The purpose of a git commit message is to answer the question “why does this commit exist?” That is the principal question you should be answering when you type `git commit`. This is the question you will be asking yourself when you find that commit in `git blame` or if it shows up in `git bisect`. Try to help your future self out.
The changelog, on the other hand, answers the question “why does the customer care about these changes?” It could be the same reason as why the commit exists, but the question is different. If the customer doesn’t care, maybe it doesn’t even need an entry. Maybe why they care is slightly different than the reason the commit(s) exist.
This is why I advocate for a hand-updated CHANGELOG.md. It’s a very small amount of writing that forces developers to consider how their PRs will impact customers that an auto-generator will never be able to do well.
We autogenerate our CHANGELOG.md extract from Changelog-[section] our git commit messages (Release Captain massages them if necessary), and have a GH bot which checks that you have a Changelog- note somewhere in your PR commits (can be Changelog-None: ....).
A couple jobs ago, I was at a company that had a "mandatory" squash / rebase / merge workflow so history would be clean. On top of that, they forced all their developers to update a change log as part of the merge. That file was a source of contention / merge conflict for nearly every PR, often requiring additional rounds of rebasing. On top of that, it was full of information that could've been gathered from the git log. Big waste of time, in my opinion.

▸ Work instructions: Can you carry on the forum thread about commit messages versus changelogs from its last post onward? The material after this point comes from a separate, unrelated source.

▸ Data shown:
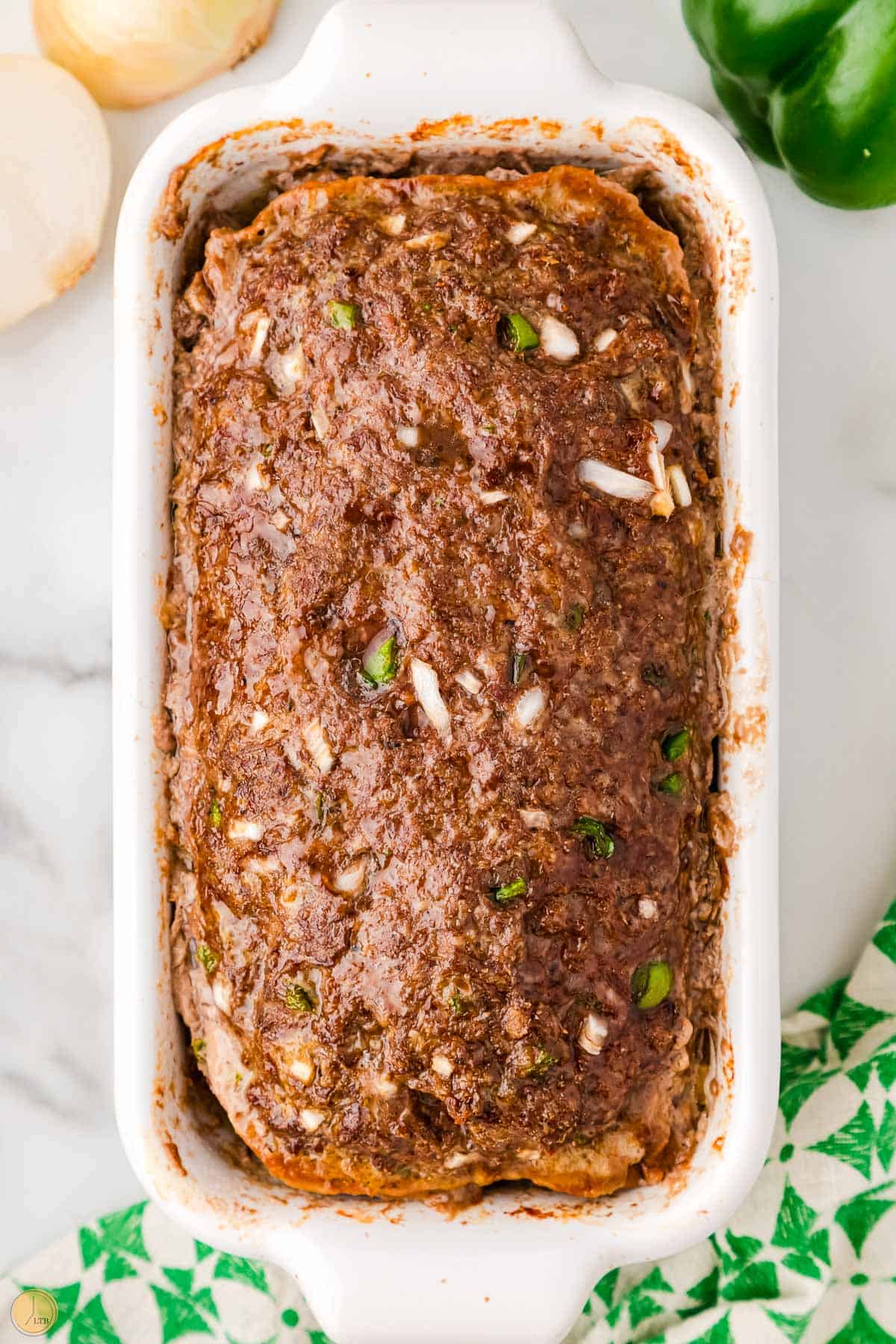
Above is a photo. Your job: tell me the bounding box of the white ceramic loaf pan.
[114,0,778,1344]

▸ Task result:
We had something kind of similar, but designed to avoid merge contention. We had each PR include a randomly-generated number, and a `changelogs/` folder where you could add a `${number}.md` that was either blank or had a message that would be added to the changelog. After you made the PR, you could run a bash script to edit the PR to contain the number and generate the `${number}.md` file.
It felt kind of silly and I don't know if anyone actually looked at the changelogs, but it took 2 minutes out of my day and worked well.
If you have never needed to find out why a particular piece of code is the way it is, then you have been very lucky to work in very clean code bases. In my own experience, this has been an infrequent but inevitable part of work - maybe once a month or so, I have had to understand whether a particular piece of code, that seems wrong, had a good reason for existing or not.
Sometimes it turned out to be a mistake in the original commit, or working around a limitation that no longer exists, other times it has saved me from re-introducing a bug that someone had spent effort fixing.
ArrayBoundCheck didn't say they never had to find out why a particular piece of code is the way it is, just that they didn't have to search through log messages.
For isntance, when you use "git blame" and similar tools, the log messages are not involved. You might end up reading the log message of the commit that was responsible for a change, but you didn't search log messages to get there.
In a project with poor commit messages, they will be of little use; reading them won't produce much value, let a lone searching.
Anyway, that seems like the best possible interpretation of the user's comment, anyway.
I think you just haven't discovered you can? I don't know of anyone arbitrarily looking through logs, but it's incredibly useful with git blame when you get to a section of code and don't understand it or typically it's done in an odd or unintuitive way. The blame shows who wrote it, information as to what they were working on via the actual commit message, and branch information.
If the person still works with you, you can just ask them about it.
If they don't or you don't want to bother them, the commit message tells you what the change was and often times why to give you a better context.
All the teams I've worked on included information like feature, bug, defect, and the associated ticket number in the branch name, so you have the information at hand to go look at the ticket directly and see what requirements were needed.
I'm starting to understand why. It appears my workflow has the information other people would want from a git log elsewhere (test, specs, examples, etc)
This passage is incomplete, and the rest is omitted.